------ Records for this exercise ------

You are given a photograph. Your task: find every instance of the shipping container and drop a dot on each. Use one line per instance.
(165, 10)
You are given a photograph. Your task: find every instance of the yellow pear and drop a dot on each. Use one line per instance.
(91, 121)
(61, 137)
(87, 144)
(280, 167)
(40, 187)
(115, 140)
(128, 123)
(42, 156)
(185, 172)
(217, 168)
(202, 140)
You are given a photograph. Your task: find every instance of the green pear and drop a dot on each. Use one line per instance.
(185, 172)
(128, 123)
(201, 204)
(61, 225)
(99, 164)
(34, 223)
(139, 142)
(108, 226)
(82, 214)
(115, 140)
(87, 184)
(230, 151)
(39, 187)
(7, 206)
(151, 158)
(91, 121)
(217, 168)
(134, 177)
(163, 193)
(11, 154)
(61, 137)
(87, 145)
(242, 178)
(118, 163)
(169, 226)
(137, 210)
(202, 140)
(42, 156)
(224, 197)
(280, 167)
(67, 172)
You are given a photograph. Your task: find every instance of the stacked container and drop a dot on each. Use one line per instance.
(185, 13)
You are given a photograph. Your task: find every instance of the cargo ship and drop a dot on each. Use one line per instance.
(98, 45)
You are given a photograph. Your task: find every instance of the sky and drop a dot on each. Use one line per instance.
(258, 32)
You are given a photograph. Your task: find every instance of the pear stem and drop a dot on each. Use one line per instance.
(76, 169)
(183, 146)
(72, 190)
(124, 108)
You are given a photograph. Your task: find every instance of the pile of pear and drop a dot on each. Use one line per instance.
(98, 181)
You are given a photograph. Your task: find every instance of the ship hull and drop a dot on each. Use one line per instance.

------

Swap "drop a dot" for "place a marker" everywhere in the listing above, and leave every other line unchanged.

Answer to the exercise >>
You are given a photograph. Your task: find every instance of the shipping container and place a marker on each. Use one line per instance.
(165, 10)
You are given a photograph. Your task: find every instance of the yellow pear and place a marker on each. Use one line per instance.
(91, 121)
(61, 137)
(87, 144)
(280, 167)
(40, 187)
(115, 140)
(128, 123)
(42, 156)
(185, 172)
(217, 168)
(202, 140)
You are given a photograph. Your task: find every instance of the green pear and place a marker on each. Use one line per instance.
(185, 172)
(128, 123)
(201, 204)
(61, 225)
(99, 164)
(34, 223)
(139, 142)
(108, 226)
(82, 214)
(115, 140)
(87, 184)
(230, 151)
(39, 187)
(7, 206)
(151, 158)
(91, 121)
(217, 168)
(134, 177)
(163, 193)
(11, 154)
(61, 137)
(87, 145)
(242, 178)
(118, 163)
(169, 226)
(137, 210)
(202, 140)
(42, 156)
(224, 197)
(280, 167)
(67, 172)
You are given a photograph. Your task: find every instance of the stacked container and place a marker on each. Use one line per instance.
(185, 13)
You are given a photograph. Your task: find every instance of the cargo ship and place a marker on each. Use one line per instance.
(98, 45)
You are given a photograph. Your task: find every instance of the sky and place a marker on each. Use one line per instance.
(258, 32)
You are given a photograph. Your task: find every instance of the pear stem and place a marker on each. Use one line per instance.
(76, 169)
(183, 146)
(72, 190)
(124, 108)
You are given a photograph. Your task: find every instance of the pile of pear and place a marker on each. Use one line per instance.
(98, 181)
You are given a photograph. Your task: find every instance of the ship hull and place a marker on each. Use one line per instance.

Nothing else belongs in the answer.